Text under study START

Variations in mortality rates among Canadian neonatal intensive care units
==========================================================================

* Koravangattu Sankaran
* Li-Yin Chien
* Robin Walker
* Mary Seshia
* Arne Ohlsson
* Shoo K. Lee

## Abstract

**Background:** Most previous reports of variations in mortality rates for infants admitted to neonatal intensive care units (NICUs) have involved small groups of subpopulations, such as infants with very low birth weight. Our aim was to examine the incidence and causes of death and the risk-adjusted variation in mortality rates for a large group of infants of all birth weights admitted to Canadian NICUs.

**Methods:** We examined the deaths that occurred among all 19 265 infants admitted to 17 tertiary-level Canadian NICUs from January 1996 to October 1997. We used multivariate analysis to examine the risk factors associated with death and the variations in mortality rates, adjusting for risks in the baseline population, severity of illness on admission and whether the infant was outborn (born at a different hospital from the one where the NICU was located).

Text under study END
Data supplied START

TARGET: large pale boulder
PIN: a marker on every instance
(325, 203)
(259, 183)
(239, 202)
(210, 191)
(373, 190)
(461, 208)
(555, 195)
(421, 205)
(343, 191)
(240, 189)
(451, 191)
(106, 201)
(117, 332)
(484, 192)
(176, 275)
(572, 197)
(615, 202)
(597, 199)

Data supplied END

> Problem description
According to the abstract on mortality in Canadian neonatal intensive care units, over what period were the examined infants admitted?

> Reply
From January 1996 to October 1997.